(Records excerpted from a collection)
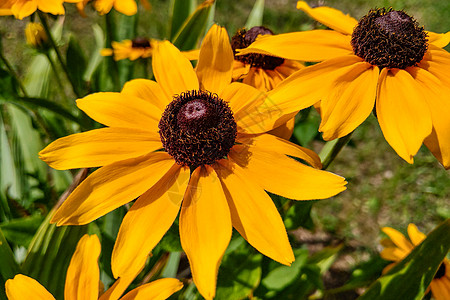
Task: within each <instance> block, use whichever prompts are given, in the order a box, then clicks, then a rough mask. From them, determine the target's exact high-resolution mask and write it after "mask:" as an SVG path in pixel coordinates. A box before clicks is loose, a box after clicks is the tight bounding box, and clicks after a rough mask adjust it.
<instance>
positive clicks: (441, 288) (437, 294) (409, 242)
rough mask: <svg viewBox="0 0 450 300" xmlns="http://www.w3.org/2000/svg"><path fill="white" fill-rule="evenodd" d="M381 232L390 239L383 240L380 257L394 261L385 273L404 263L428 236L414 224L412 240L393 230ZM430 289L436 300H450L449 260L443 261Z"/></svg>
mask: <svg viewBox="0 0 450 300" xmlns="http://www.w3.org/2000/svg"><path fill="white" fill-rule="evenodd" d="M381 230H382V231H383V232H384V233H385V234H386V235H387V236H388V237H389V238H388V239H383V240H381V244H382V245H383V246H384V247H385V248H384V249H383V251H381V253H380V255H381V257H382V258H383V259H385V260H390V261H394V263H392V264H390V265H388V266H387V267H386V268H385V269H384V270H383V273H386V272H387V271H389V270H390V269H391V268H392V267H393V266H395V265H396V264H397V263H398V262H400V261H402V260H403V259H404V258H405V257H406V256H408V254H409V253H411V251H412V250H413V249H414V247H416V246H417V245H419V244H420V243H421V242H422V241H423V240H424V239H425V238H426V235H425V234H423V233H422V232H420V231H419V230H418V229H417V226H416V225H414V224H409V225H408V235H409V239H410V240H408V239H407V238H406V237H405V236H404V235H403V234H401V233H400V232H399V231H397V230H395V229H393V228H390V227H384V228H382V229H381ZM428 289H431V293H432V294H433V296H434V298H435V299H436V300H448V299H450V261H449V260H448V259H447V258H445V259H444V260H443V261H442V263H441V265H440V267H439V269H438V271H437V272H436V275H434V278H433V280H432V281H431V283H430V286H429V287H428Z"/></svg>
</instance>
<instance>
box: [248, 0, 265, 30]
mask: <svg viewBox="0 0 450 300" xmlns="http://www.w3.org/2000/svg"><path fill="white" fill-rule="evenodd" d="M263 13H264V0H256V1H255V4H254V5H253V9H252V11H251V12H250V14H249V15H248V19H247V22H246V23H245V28H248V29H250V28H252V27H254V26H261V25H262V20H263Z"/></svg>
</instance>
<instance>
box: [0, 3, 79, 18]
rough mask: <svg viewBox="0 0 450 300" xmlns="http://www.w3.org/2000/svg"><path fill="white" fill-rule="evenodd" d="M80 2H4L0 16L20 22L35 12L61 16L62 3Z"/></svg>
mask: <svg viewBox="0 0 450 300" xmlns="http://www.w3.org/2000/svg"><path fill="white" fill-rule="evenodd" d="M80 1H82V0H65V1H64V0H6V2H4V3H3V4H0V15H3V16H5V15H14V16H15V17H16V18H17V19H21V20H22V19H23V18H25V17H28V16H29V15H31V14H32V13H34V12H35V11H36V10H40V11H42V12H46V13H50V14H53V15H63V14H64V6H63V3H64V2H70V3H77V2H80Z"/></svg>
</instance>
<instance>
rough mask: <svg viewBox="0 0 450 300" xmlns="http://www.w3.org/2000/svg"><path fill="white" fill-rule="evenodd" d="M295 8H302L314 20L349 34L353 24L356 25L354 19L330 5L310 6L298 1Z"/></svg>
mask: <svg viewBox="0 0 450 300" xmlns="http://www.w3.org/2000/svg"><path fill="white" fill-rule="evenodd" d="M297 9H300V10H303V11H304V12H305V13H307V14H308V15H310V16H311V17H312V18H314V19H315V20H316V21H319V22H320V23H322V24H323V25H325V26H327V27H329V28H331V29H334V30H336V31H339V32H341V33H343V34H347V35H351V34H352V33H353V29H354V28H355V26H356V25H358V21H357V20H356V19H354V18H352V17H350V16H349V15H348V14H347V15H345V14H343V13H342V12H341V11H340V10H337V9H334V8H331V7H327V6H318V7H315V8H311V7H310V6H309V5H308V4H307V3H306V2H305V1H298V2H297Z"/></svg>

** Directions for this task **
Repeat every record above exactly, but drop the pictures.

** Expected answer **
Task: within each <instance> block, use whichever prompts are given, in the order a box, then clicks, then a rough mask. From them, determine the target's exact high-resolution mask and write it after "mask:" as an SVG path in pixel coordinates. A box before clicks is loose, a box after clicks is the tight bounding box, and clicks after a rough mask adjust it.
<instance>
positive clicks: (441, 288) (437, 294) (409, 242)
rough mask: <svg viewBox="0 0 450 300" xmlns="http://www.w3.org/2000/svg"><path fill="white" fill-rule="evenodd" d="M381 232L390 239L383 240L380 257L394 261L385 273L404 263L428 236L414 224L412 240L393 230ZM430 289L436 300H450L449 260L443 261Z"/></svg>
mask: <svg viewBox="0 0 450 300" xmlns="http://www.w3.org/2000/svg"><path fill="white" fill-rule="evenodd" d="M381 230H382V231H383V232H384V233H385V234H386V235H387V236H388V237H389V238H388V239H383V240H381V244H382V245H383V246H384V247H385V248H384V249H383V251H381V253H380V255H381V257H382V258H383V259H385V260H390V261H394V263H392V264H390V265H388V266H387V267H386V268H385V269H384V270H383V273H386V272H387V271H389V270H390V269H391V268H392V267H393V266H395V265H396V264H397V263H398V262H400V261H402V260H403V259H404V258H405V257H406V256H408V254H409V253H411V251H412V250H413V249H414V247H416V246H417V245H419V244H420V243H421V242H422V241H423V240H424V239H425V238H426V235H425V234H423V233H422V232H420V231H419V230H418V229H417V226H416V225H414V224H409V225H408V235H409V239H410V240H408V239H407V238H406V237H405V236H404V235H403V234H401V233H400V232H399V231H397V230H395V229H393V228H390V227H384V228H382V229H381ZM428 289H431V293H432V294H433V296H434V298H435V299H436V300H448V299H450V261H449V260H448V259H447V258H445V259H444V260H443V261H442V263H441V265H440V267H439V269H438V271H437V272H436V275H434V278H433V280H432V281H431V283H430V286H429V287H428Z"/></svg>
</instance>
<instance>
box: [248, 0, 265, 30]
mask: <svg viewBox="0 0 450 300" xmlns="http://www.w3.org/2000/svg"><path fill="white" fill-rule="evenodd" d="M263 13H264V0H256V1H255V4H254V5H253V9H252V11H251V12H250V14H249V15H248V19H247V22H246V23H245V28H248V29H250V28H252V27H254V26H261V25H262V20H263Z"/></svg>
</instance>
<instance>
box: [0, 3, 79, 18]
rough mask: <svg viewBox="0 0 450 300" xmlns="http://www.w3.org/2000/svg"><path fill="white" fill-rule="evenodd" d="M80 2H4L0 16L20 22L35 12L61 16L62 3Z"/></svg>
mask: <svg viewBox="0 0 450 300" xmlns="http://www.w3.org/2000/svg"><path fill="white" fill-rule="evenodd" d="M80 1H82V0H65V1H64V0H6V2H4V3H3V4H0V15H3V16H5V15H14V16H15V17H16V18H17V19H21V20H22V19H23V18H25V17H28V16H29V15H31V14H32V13H34V12H35V11H36V10H40V11H42V12H46V13H50V14H53V15H63V14H64V6H63V3H64V2H70V3H77V2H80Z"/></svg>
</instance>
<instance>
rough mask: <svg viewBox="0 0 450 300" xmlns="http://www.w3.org/2000/svg"><path fill="white" fill-rule="evenodd" d="M295 8H302L314 20L349 34L353 24L356 25L354 19L330 5L310 6L298 1Z"/></svg>
mask: <svg viewBox="0 0 450 300" xmlns="http://www.w3.org/2000/svg"><path fill="white" fill-rule="evenodd" d="M297 9H300V10H303V11H304V12H305V13H307V14H308V15H310V16H311V17H312V18H314V19H315V20H316V21H319V22H320V23H322V24H323V25H325V26H327V27H329V28H331V29H334V30H336V31H339V32H341V33H343V34H347V35H351V34H352V33H353V29H354V28H355V26H356V25H358V21H357V20H356V19H354V18H352V17H350V16H349V15H348V14H347V15H345V14H343V13H342V12H341V11H340V10H337V9H334V8H331V7H327V6H318V7H315V8H311V7H310V6H309V5H308V4H307V3H306V2H305V1H298V2H297Z"/></svg>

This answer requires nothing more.